* **ИССЛЕДУЕМЫЙ ТЕКСТ**:

Человек с ружьем
Во многих странах государственный гимн никогда не менялся. Это нерушимый и неприкасаемый атрибут государства. В России гимн менялся множество раз. Всякий раз – по политическим мотивам.
При дворе императрицы Екатерины II оркестры играли «Гром победы, раздавайся». Музыку написал Юзеф (Осип) Козловский, любимец князя Потемкина-Таврического, директор его музыкальной капеллы. Стихи Гавриила Державина. Он написал их, восхищенный победами Суворова, взявшего крепость Измаил.
После победы над Наполеоном при дворе императора Александра I зазвучало «Боже, храни короля», это гимн Великобритании, союзника по совместной борьбе с Францией. Василий Жуковский перевел текст на русский язык.
Первый государственный гимн Российской империи был написан при Николае I и на английский манер начинался словами «Боже, царя храни». Музыка директора придворной Певческой капеллы Алексея Львова. Слова Василия Жуковского. В последний раз «Боже, царя храни» исполняли искренне и истово, когда началась Первая мировая война. Толпы выходили на улицу с флагами и хоругвями, молились о даровании победы русскому оружию. Гимн разделил судьбу монархии.
После Февральской революции гимном России стала французская «Марсельеза», «Боевая песня рейнской армии». Ее написал охваченный патриотическим порывом инженер Клод Жозеф Руже де Лиль, узнав в 1792 году, что республиканская Франция объявила войну монархической Австрии. Песню впервые исполнили марсельцы, спешившие на помощь революционному Парижу, поэтому песня называется «Марсельезой», то есть «Марсельской».
Поколения свободомыслящих россиян воспитывались в восхищении перед Французской революцией, и после февраля 1917 года под «Марсельезу» маршировали воинские части, ее исполняли при встрече иностранных делегаций и даже в театрах перед началом спектаклей. Народник Петр Лаврович Лавров перевел «Марсельезу» на русский. Первые слова «Отречемся от старого мира!» точно соответствовали настроениям того времени. Французский дипломат вспоминал революционные песнопения на улицах Петрограда: «Тенора требовали голов аристократов, сопрано – голову царя, басы вообще же не желали никого щадить».

* **ПРЕДОСТАВЛЕННЫЕ ДАННЫЕ**:
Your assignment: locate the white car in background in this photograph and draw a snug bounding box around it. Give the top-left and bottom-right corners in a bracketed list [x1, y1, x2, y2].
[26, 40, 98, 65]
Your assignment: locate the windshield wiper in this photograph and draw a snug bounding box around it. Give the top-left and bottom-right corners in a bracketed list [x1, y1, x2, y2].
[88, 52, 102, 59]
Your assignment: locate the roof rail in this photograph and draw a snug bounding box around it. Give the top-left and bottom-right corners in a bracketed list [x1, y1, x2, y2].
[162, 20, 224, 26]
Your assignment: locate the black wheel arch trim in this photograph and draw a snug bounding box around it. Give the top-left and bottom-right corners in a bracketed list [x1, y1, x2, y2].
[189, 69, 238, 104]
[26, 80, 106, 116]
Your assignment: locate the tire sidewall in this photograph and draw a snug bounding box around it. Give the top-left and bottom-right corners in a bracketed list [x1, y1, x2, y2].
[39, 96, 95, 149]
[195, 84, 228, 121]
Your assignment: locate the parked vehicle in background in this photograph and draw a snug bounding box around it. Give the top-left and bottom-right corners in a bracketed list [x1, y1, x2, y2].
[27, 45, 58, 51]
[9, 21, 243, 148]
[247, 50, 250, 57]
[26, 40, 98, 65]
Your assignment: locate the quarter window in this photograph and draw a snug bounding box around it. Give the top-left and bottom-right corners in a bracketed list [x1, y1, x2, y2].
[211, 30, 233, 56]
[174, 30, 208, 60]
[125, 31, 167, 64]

==

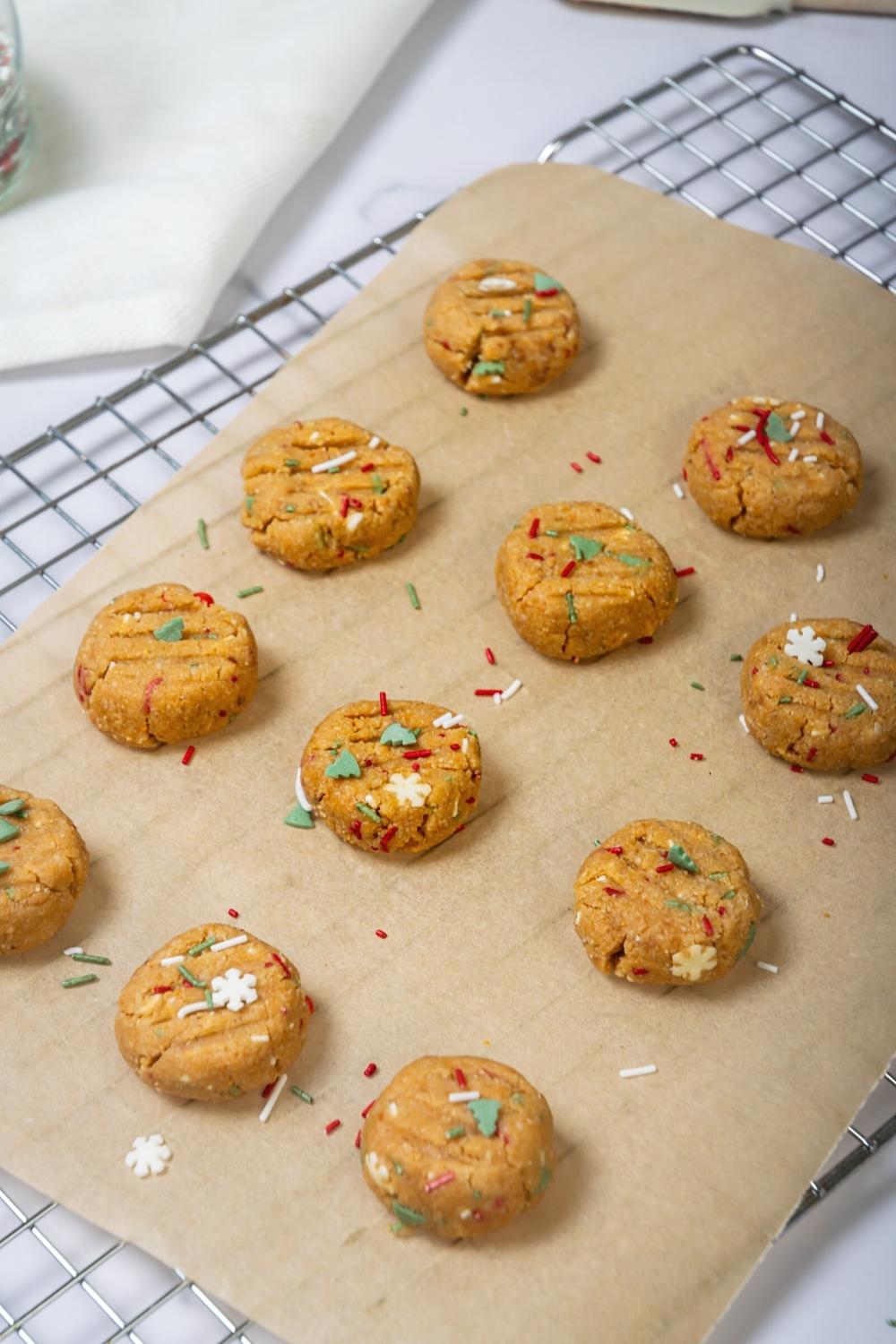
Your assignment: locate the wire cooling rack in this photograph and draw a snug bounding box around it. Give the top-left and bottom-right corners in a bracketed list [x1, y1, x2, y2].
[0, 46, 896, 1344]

* **ЗАДАНИЕ 1**:
Верните дословно фрагмент исследуемого текста между словами «После победы над» и «разделил судьбу монархии.» включительно.
* **ЗАДАНИЕ 2**:
Переведите на английский язык предложение из исследуемого текста: «Песню впервые исполнили марсельцы, спешившие на помощь революционному Парижу, поэтому песня называется «Марсельезой», то есть «Марсельской».»
* **ЗАДАНИЕ 3**:
Объясните в одном–трех предложениях, почему, согласно исследуемому тексту, Гавриил Державин написал стихи «Гром победы, раздавайся».
Записи никак не связаны с исследуемым текстом.

* **ОТВЕТ 1**:
После победы над Наполеоном при дворе императора Александра I зазвучало «Боже, храни короля», это гимн Великобритании, союзника по совместной борьбе с Францией. Василий Жуковский перевел текст на русский язык.
Первый государственный гимн Российской империи был написан при Николае I и на английский манер начинался словами «Боже, царя храни». Музыка директора придворной Певческой капеллы Алексея Львова. Слова Василия Жуковского. В последний раз «Боже, царя храни» исполняли искренне и истово, когда началась Первая мировая война. Толпы выходили на улицу с флагами и хоругвями, молились о даровании победы русскому оружию. Гимн разделил судьбу монархии.

* **ОТВЕТ 2**:
The song was first performed by men from Marseille who were hurrying to the aid of revolutionary Paris, which is why it is called the "Marseillaise," that is, "the Marseille song."

* **ОТВЕТ 3**:
Державин написал эти стихи, потому что его восхитили победы Суворова, взявшего крепость Измаил.